### PASSAGE:
————
### Non parametric test

### Mann Whitney U test
equivalent of unpaired two sample t test

Assumption of this test:
1. dependent variable --- ordinal or continous scale
2. independent variable --- two independent categorical groups
3. independent observations following the same distribution, it doesnot matter that it follows the same distribution or not

### Statistical procedure
1. formulate the research question
2. make the null hypothesis
3. load data and analyse it
4. apply the test statistics based on data
5. Interpret the results

References
https://towardsdatascience.com/prepare-dinner-save-the-day-by-calculating-confidence-interval-of-non-parametric-statistical-29d031d079d0

#### Research question

Let's get a question from research article itself, Statistics in Medicine: Calculating confidence intervals for some non-parametric analyses [link](https://doi.org/10.1136/bmj.296.6634.1454). 

Consider the data on the globulin fraction of plasma (g/l) in two groups of 10 patients given by Swinscow.
A bit about data:
1. two groups which are independent categorical groups ie group 1 and group 2
2. the data of this group ie the globulin fraction is in continous scale

These two groups can represent sampe population like both sample belong to same populaton. Let's suppose one of the group is the treatment group and another group havent received treatment so the group fraction on the average basis should be greater than the other group.
Other examples where we can use this test
1. pay discrimination b/w gender where pay is the continous scale and independent categorical variable are male and female.
2.  

The average basis is the property of group which would be used to compare between groups
1. may be mean
2. median: we would be comparing the estimated median of two population

We know what median is, the middle value when we arrange data in an increasing or decreasing order. 

Here we would use median to represent the group. So, our research question would be median of group 1 and group 2 are not equal.

#### null hypothesis
The median difference of both group is zero = H0 = two population are equal

#### load the data

In [6]:
import numpy as np
group_1 = np.array([38, 26, 29, 41, 36, 31, 32, 30, 35, 33])
group_2 = np.array([45, 28, 27, 38, 40, 42, 39, 39, 34, 45])
————
### BRIEF 1:
Update the Mann Whitney U test notes starting with "These two groups" and going on through "the other group.", replacing "treatment group" with "intervention group".
### BRIEF 2:
In the Mann Whitney U test notes, how many patients are in each group of the globulin data?
### BRIEF 3:
Pick up the Mann Whitney U test notes after their last line and continue them.
The material after this point is separate from the Mann Whitney U test notes.

### DATA RECORDS:
————
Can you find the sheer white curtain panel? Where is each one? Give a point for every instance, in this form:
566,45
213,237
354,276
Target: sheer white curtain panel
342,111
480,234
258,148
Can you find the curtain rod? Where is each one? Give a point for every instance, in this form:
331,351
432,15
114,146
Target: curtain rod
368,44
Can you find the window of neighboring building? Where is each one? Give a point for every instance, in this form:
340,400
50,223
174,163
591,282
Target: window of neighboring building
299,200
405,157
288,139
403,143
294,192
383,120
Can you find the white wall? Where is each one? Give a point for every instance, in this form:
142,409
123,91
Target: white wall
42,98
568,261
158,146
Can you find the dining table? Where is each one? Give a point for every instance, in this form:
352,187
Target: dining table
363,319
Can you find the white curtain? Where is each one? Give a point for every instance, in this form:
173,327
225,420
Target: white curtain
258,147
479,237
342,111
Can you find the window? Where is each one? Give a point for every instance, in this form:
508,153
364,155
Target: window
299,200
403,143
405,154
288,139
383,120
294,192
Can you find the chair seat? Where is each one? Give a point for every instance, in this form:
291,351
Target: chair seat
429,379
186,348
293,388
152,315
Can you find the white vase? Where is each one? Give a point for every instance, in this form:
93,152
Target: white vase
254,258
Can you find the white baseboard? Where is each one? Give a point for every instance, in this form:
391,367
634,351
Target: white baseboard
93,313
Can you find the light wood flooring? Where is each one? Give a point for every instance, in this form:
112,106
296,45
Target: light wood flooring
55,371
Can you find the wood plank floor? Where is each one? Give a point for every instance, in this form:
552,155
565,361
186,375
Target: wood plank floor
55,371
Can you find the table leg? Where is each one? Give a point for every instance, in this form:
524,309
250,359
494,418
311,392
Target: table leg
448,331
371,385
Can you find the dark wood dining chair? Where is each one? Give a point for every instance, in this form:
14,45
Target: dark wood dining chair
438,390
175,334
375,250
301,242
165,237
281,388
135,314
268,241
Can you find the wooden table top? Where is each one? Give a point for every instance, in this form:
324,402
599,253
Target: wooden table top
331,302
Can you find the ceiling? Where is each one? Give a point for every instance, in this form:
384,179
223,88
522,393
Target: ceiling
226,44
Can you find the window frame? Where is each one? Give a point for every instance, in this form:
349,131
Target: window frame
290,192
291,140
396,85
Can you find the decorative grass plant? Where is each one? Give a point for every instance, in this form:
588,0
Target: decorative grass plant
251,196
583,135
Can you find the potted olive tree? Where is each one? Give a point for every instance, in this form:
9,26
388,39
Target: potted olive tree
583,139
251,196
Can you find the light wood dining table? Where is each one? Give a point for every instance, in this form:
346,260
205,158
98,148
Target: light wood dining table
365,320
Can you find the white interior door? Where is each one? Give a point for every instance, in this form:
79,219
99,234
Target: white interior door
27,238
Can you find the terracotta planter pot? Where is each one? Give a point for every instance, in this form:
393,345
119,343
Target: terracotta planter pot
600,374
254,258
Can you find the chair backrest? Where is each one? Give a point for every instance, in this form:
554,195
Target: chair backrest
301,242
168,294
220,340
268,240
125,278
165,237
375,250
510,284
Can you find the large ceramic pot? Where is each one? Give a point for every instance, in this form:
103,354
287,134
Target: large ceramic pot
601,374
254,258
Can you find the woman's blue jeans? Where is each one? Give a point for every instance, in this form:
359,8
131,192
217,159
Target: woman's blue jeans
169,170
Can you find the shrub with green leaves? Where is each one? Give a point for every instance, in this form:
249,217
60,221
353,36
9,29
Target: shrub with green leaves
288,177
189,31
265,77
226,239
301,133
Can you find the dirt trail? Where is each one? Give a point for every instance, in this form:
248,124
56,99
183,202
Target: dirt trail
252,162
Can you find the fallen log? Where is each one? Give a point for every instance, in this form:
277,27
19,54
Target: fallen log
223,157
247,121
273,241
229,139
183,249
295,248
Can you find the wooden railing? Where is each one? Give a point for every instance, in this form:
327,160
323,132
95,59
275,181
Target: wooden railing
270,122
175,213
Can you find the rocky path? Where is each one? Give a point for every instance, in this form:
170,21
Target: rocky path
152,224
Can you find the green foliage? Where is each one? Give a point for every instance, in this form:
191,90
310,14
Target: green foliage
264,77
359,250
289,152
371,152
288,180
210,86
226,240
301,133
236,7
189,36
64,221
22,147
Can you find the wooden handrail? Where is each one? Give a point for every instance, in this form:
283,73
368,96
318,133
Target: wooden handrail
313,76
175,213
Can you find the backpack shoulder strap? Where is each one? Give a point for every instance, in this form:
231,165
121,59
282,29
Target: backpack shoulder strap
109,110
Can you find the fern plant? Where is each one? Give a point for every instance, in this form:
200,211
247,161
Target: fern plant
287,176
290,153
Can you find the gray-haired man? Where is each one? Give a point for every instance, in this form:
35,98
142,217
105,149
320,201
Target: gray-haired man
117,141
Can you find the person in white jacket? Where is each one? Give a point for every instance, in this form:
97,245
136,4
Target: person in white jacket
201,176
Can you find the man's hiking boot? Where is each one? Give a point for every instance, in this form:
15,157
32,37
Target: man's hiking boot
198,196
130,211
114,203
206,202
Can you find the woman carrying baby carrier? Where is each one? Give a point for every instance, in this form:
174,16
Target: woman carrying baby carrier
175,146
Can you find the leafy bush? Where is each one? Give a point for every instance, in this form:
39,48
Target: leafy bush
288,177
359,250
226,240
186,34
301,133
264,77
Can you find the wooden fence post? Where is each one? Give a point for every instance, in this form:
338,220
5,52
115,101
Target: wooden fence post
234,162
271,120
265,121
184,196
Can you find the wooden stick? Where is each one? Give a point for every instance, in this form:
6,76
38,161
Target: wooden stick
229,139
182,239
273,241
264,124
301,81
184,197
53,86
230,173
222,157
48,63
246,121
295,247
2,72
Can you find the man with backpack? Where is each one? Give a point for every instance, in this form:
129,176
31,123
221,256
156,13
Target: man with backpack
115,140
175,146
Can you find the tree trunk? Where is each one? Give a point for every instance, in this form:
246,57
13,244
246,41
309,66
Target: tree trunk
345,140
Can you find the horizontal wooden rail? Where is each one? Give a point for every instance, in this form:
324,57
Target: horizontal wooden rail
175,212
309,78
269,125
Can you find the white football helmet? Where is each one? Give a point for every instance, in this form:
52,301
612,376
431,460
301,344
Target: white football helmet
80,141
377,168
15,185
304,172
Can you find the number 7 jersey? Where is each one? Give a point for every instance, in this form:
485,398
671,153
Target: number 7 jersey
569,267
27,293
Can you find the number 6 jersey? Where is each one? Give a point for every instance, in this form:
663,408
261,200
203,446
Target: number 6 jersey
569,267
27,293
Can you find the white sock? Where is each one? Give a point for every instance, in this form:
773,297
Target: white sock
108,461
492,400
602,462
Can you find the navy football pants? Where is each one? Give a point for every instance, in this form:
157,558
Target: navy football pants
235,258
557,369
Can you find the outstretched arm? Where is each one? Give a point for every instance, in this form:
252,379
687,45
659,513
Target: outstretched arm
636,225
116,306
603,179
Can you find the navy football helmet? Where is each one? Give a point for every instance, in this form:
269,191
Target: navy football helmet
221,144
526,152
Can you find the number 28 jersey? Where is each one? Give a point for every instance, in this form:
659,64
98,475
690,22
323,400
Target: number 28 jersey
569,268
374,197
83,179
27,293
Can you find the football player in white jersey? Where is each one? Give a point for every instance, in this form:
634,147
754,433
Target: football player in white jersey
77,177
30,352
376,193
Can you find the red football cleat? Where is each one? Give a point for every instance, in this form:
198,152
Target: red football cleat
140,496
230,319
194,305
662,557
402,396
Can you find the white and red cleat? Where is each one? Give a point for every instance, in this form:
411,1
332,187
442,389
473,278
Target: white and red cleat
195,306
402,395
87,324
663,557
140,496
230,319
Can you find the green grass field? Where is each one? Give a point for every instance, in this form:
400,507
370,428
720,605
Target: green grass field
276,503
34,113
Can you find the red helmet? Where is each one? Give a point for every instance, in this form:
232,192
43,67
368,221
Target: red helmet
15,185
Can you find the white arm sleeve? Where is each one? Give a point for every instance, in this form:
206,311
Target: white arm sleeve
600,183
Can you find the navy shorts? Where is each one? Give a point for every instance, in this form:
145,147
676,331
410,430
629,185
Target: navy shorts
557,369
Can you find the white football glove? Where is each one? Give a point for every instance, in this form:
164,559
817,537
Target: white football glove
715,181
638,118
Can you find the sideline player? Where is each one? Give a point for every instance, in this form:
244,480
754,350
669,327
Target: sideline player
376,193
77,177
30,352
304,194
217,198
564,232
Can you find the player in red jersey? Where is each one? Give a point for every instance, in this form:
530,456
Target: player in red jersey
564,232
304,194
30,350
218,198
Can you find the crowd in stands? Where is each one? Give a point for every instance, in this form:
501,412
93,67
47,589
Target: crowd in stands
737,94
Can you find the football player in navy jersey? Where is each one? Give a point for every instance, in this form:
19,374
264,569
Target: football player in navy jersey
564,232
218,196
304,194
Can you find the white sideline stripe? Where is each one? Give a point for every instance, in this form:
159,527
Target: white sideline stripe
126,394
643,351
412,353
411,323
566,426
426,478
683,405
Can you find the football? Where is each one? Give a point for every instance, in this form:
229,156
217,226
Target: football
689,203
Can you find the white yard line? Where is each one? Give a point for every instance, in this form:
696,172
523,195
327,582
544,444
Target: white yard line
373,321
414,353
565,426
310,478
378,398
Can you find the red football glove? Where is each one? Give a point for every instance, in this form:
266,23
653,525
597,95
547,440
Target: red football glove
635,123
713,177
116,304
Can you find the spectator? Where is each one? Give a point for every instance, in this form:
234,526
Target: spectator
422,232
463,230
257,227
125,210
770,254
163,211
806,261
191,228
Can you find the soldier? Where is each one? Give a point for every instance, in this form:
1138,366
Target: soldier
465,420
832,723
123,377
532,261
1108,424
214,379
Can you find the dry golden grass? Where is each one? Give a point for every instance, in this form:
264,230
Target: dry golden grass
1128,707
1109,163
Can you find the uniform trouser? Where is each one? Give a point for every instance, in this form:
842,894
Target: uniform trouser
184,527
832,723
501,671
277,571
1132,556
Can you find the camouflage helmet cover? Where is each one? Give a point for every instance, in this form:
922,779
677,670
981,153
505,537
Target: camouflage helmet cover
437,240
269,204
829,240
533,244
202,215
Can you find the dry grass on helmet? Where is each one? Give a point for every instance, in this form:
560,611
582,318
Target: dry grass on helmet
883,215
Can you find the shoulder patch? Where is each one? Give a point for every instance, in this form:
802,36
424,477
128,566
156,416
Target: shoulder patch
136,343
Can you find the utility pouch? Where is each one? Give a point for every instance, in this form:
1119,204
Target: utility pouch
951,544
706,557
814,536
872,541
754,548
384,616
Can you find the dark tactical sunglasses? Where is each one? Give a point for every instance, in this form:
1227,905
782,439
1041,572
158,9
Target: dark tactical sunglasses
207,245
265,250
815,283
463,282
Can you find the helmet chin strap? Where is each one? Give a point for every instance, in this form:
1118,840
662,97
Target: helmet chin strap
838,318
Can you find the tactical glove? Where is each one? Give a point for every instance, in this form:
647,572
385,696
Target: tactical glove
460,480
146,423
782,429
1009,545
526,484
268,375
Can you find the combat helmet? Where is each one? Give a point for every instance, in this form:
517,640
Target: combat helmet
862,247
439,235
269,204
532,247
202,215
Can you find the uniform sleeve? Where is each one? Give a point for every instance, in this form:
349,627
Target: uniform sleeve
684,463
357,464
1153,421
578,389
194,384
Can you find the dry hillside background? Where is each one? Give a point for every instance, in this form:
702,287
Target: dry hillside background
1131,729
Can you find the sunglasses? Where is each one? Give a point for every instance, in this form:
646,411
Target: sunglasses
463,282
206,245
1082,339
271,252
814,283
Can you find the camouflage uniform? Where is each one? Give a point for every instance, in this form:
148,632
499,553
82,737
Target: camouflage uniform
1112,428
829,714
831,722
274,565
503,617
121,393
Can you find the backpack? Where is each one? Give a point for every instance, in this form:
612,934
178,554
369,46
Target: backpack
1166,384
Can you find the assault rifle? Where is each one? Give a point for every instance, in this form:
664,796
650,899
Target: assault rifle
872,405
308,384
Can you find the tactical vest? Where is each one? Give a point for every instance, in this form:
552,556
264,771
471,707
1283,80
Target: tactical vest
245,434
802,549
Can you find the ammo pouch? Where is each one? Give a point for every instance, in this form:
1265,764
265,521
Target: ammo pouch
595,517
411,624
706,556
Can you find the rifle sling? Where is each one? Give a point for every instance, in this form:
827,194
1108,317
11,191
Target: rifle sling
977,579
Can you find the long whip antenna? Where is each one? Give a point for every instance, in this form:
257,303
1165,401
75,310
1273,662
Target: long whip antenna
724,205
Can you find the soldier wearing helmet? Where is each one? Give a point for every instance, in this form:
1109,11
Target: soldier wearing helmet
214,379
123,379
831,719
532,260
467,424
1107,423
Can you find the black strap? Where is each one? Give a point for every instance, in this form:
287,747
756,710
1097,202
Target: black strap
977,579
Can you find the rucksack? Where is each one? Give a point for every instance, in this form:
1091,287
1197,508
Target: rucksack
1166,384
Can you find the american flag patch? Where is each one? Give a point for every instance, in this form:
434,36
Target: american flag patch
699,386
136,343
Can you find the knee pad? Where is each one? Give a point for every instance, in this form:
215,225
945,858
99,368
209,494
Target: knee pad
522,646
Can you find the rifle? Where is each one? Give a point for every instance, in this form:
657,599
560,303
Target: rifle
————
### TASK RESPONSE 1:
These two groups can represent sampe population like both sample belong to same populaton. Let's suppose one of the group is the intervention group and another group havent received treatment so the group fraction on the average basis should be greater than the other group.

### TASK RESPONSE 2:
Each group has 10 patients.

### TASK RESPONSE 3:
#### analyse the data
1. dependent variable is oridnal or continous
2. independent variable is two groups which are categorical and independent
3. diff participant in each group, means all twenty participants are unique
4. the two groups are not normally distributed because sample size is too small

### Applying the test statistic
There are two ways of doing it 
1. calculate the confidence interval for estimated median of the population
2. calculate the confidence interval for the differences of estimated median 

### Estimate difference of median of the two population
Estimate of the median of the population from sample:
1. always know the estimate will be in some x percentage generally 95% confidence interval
2. there would be upper limit and lower limit for it. 


Differeneces of the median of two population is estimated by 
1. the median of all the possible n*m differences. We can do this by arranging them in increasing order 
See the data in diff, the diff is difference between every value of group 1 and group 2 i.e 100 values

In [48]:
group_1 = np.sort(group_1)
group_2 = np.sort(group_2)
diff = np.array([])
for i in group_1:
    for j in group_2:
        diff = np.append(diff, i-j)
print(diff)
print("the median of diff is", np.median(diff))

[ -1.  -2.  -8. -12. -13. -13. -14. -16. -19. -19.   2.   1.  -5.  -9.
 -10. -10. -11. -13. -16. -16.   3.   2.  -4.  -8.  -9.  -9. -10. -12.
 -15. -15.   4.   3.  -3.  -7.  -8.  -8.  -9. -11. -14. -14.   5.   4.
  -2.  -6.  -7.  -7.  -8. -10. -13. -13.   6.   5.  -1.  -5.  -6.  -6.
  -7.  -9. -12. -12.   8.   7.   1.  -3.  -4.  -4.  -5.  -7. -10. -10.
   9.   8.   2.  -2.  -3.  -3.  -4.  -6.  -9.  -9.  11.  10.   4.   0.
  -1.  -1.  -2.  -4.  -7.  -7.  14.  13.   7.   3.   2.   2.   1.  -1.
  -4.  -4.]
the median of diff is -5.5


We now know the median of differences of value.
Now we need to know the differeces of median of the population median:
1. since it is estimated from a sample we need to use confidence intervals
2. the confidence interval will give a smallest value and largest value in which the esimated mean of the population will lie
3. This smallest or largest value would be at the same distance from the either side and it is called K
4. So lower limit of the confidence interval will be Kth smallest diff of median and upper limit will be the Kth largest diff of median
5. so Kth smallest to Kth largest of the differences will give you 100(1-alpha)% confidence interval.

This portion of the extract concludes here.